Reproduce the listing below line for line, from its first line to its last, with no changes.

BEGIN DATA RECORDS

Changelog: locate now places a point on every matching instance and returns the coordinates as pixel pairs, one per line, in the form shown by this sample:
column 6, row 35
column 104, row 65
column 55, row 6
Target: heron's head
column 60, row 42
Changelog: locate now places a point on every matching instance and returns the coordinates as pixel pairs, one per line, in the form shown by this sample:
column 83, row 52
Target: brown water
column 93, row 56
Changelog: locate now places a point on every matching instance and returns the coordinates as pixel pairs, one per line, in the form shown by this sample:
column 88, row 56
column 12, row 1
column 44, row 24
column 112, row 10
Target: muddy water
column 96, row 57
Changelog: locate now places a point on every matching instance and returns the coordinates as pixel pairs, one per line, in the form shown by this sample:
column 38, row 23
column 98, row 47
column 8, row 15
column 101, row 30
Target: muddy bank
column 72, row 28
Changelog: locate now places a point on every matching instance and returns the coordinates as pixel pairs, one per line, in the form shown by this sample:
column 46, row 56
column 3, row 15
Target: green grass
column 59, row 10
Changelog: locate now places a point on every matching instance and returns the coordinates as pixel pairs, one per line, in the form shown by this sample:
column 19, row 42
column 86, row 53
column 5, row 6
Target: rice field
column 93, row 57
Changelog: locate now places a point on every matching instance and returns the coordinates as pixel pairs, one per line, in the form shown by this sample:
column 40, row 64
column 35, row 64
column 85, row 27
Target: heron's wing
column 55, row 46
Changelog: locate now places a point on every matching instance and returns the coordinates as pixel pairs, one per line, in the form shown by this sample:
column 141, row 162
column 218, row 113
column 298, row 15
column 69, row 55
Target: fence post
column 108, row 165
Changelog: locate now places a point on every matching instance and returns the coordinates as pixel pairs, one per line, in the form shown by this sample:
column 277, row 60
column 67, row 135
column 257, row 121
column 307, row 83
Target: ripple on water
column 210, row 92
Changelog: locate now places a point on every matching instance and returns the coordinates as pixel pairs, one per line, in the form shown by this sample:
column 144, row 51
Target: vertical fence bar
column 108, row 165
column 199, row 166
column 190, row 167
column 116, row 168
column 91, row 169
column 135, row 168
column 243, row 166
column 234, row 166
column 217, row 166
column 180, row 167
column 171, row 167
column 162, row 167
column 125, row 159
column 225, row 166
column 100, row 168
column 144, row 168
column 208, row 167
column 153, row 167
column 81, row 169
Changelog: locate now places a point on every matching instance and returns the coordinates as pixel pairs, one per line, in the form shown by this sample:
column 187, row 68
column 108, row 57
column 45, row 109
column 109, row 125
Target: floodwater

END DATA RECORDS

## RESPONSE TO THIS EXERCISE
Changelog: locate now places a point on every matching instance and returns the coordinates as pixel pairs, one per line, in the form shown by this sample:
column 6, row 35
column 104, row 65
column 55, row 6
Target: heron's head
column 60, row 42
Changelog: locate now places a point on every matching instance and returns the coordinates as pixel pairs, one per line, in the form shown by this sample:
column 83, row 52
Target: brown water
column 93, row 56
Changelog: locate now places a point on every matching instance and returns the coordinates as pixel pairs, one per line, in the form shown by this sample:
column 88, row 56
column 12, row 1
column 44, row 24
column 112, row 10
Target: muddy water
column 96, row 57
Changelog: locate now places a point on every matching instance and returns the coordinates as pixel pairs, one per line, in the form shown by this sample:
column 38, row 23
column 98, row 47
column 8, row 15
column 101, row 30
Target: muddy bank
column 72, row 28
Changelog: locate now places a point on every matching instance and returns the coordinates as pixel pairs, one per line, in the form shown by this sample:
column 46, row 56
column 3, row 15
Target: green grass
column 59, row 10
Changelog: locate now places a point on every matching instance and returns the coordinates as pixel pairs, one per line, in the form shown by this sample:
column 19, row 42
column 86, row 53
column 5, row 6
Target: rice field
column 93, row 57
Changelog: locate now places a point on every matching instance and returns the coordinates as pixel pairs, one per line, in the form shown by this sample:
column 40, row 64
column 35, row 64
column 85, row 27
Target: heron's wing
column 55, row 46
Changelog: locate now places a point on every matching instance and returns the coordinates as pixel pairs, one per line, in the form shown by this sample:
column 141, row 162
column 218, row 113
column 298, row 15
column 69, row 55
Target: fence post
column 108, row 165
Changelog: locate now places a point on every matching instance and returns the coordinates as pixel pairs, one per line, in the form shown by this sample:
column 277, row 60
column 67, row 135
column 257, row 121
column 307, row 83
Target: ripple on water
column 210, row 92
Changelog: locate now places a point on every matching instance and returns the coordinates as pixel pairs, one per line, in the form shown by this sample:
column 144, row 51
Target: vertical fence bar
column 108, row 165
column 199, row 166
column 190, row 167
column 116, row 168
column 91, row 169
column 135, row 168
column 243, row 166
column 234, row 166
column 217, row 166
column 180, row 167
column 171, row 167
column 162, row 167
column 125, row 159
column 225, row 166
column 100, row 168
column 144, row 168
column 208, row 167
column 153, row 167
column 81, row 169
Changelog: locate now places a point on every matching instance and returns the coordinates as pixel pairs, one per line, in the form shown by this sample:
column 187, row 68
column 108, row 57
column 45, row 109
column 109, row 125
Target: floodwater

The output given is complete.